= SET EXERCISE =
Write out, word for word, the part of the passage below on disapproving of a relative's marriage, starting at "Since the world" and ending at "good nature generally.".

Since the world began, there probably never was a marriage of which somebody did not "disapprove." That somebody, and everybody, including relatives, have a perfect right to an opinion on such a subject, nobody doubts. But how far you prove your greater love for "Tom," by whispering round "confidentially" your foreordained determination not to believe that "that woman" can ever make him happy, is a question. Poor fellow! and she of all people in the world; the very last woman you would have selected; which of course is sure to get to Tom's wife's ears, and produce a fine foundation for belief in the reality of your regard for him, and your good nature generally.
Now as there were seldom, or never, two parties bound together in any relation of life, whether as business partners, pastor and people, teacher and pupil, master and subordinate, mistress and maid, who always moved along with perfect unanimity, it is hardly to be expected that the marriage of "Tom" and his wife will effect a total revolution for the better in human nature, any more than did your own marriage. Perhaps even Tom and his wife, though loving each other very much, may have a difference of opinion on some subject; but what is that to you? They don't need your guardianship or supervision in the matter. It is very curious that those persons who clamor most loudly when "Tom" marries without their consent and approbation, are, ten to one, those who have themselves married clandestinely, or otherwise offended against the rigid rule which they would apply in his particular case.

= STORED DATA =
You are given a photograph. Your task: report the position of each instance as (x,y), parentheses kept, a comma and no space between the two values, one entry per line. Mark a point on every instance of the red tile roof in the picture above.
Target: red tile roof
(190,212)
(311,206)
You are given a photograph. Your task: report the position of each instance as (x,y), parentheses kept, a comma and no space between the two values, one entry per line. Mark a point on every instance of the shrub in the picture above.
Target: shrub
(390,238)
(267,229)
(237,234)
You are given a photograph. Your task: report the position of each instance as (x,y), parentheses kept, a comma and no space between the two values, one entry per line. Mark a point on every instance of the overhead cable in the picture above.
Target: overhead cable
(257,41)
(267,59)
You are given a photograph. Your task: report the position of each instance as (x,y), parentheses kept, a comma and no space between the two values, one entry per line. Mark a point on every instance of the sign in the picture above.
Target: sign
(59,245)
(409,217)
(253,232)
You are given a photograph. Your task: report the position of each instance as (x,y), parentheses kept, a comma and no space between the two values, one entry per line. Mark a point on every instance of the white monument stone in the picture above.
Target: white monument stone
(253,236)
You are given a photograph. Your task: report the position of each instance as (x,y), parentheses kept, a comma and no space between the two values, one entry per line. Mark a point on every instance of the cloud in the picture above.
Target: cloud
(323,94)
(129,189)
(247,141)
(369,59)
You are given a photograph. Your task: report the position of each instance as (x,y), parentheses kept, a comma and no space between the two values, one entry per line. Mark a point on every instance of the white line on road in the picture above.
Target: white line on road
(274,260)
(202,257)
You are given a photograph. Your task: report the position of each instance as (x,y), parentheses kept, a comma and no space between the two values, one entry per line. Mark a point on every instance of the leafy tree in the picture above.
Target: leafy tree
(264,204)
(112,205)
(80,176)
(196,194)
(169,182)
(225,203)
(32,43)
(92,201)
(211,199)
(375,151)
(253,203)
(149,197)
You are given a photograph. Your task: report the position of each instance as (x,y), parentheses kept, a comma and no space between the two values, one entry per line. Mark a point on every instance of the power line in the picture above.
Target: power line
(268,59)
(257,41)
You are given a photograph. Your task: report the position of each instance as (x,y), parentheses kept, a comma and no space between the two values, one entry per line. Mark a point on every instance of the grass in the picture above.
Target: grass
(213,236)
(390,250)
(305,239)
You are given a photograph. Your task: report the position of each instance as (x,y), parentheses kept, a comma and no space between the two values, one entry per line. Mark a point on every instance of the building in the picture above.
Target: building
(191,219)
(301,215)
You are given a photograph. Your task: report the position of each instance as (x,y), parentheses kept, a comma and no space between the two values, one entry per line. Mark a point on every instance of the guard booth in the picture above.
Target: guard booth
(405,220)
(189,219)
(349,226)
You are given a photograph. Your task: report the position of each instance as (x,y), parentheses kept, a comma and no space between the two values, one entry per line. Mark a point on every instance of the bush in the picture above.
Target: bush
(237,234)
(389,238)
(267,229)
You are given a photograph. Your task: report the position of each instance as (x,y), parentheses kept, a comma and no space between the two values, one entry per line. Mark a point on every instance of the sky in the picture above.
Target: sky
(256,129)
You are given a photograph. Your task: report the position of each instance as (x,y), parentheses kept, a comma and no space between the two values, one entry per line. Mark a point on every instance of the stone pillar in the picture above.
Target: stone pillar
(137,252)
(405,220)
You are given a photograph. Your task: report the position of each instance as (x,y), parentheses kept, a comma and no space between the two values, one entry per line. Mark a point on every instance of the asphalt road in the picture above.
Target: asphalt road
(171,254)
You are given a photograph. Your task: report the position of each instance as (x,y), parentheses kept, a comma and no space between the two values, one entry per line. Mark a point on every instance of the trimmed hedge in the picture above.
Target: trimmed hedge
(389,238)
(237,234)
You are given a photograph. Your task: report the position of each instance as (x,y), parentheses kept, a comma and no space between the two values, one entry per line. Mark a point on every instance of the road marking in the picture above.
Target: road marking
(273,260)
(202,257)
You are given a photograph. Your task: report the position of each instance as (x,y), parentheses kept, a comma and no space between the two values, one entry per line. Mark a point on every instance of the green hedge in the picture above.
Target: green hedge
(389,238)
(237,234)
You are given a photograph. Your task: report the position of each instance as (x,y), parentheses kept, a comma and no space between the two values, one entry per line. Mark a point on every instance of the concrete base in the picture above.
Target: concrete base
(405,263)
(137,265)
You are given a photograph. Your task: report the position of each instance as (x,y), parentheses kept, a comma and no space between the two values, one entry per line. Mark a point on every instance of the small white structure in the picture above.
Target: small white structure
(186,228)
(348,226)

= EXERCISE RESPONSE =
Since the world began, there probably never was a marriage of which somebody did not "disapprove." That somebody, and everybody, including relatives, have a perfect right to an opinion on such a subject, nobody doubts. But how far you prove your greater love for "Tom," by whispering round "confidentially" your foreordained determination not to believe that "that woman" can ever make him happy, is a question. Poor fellow! and she of all people in the world; the very last woman you would have selected; which of course is sure to get to Tom's wife's ears, and produce a fine foundation for belief in the reality of your regard for him, and your good nature generally.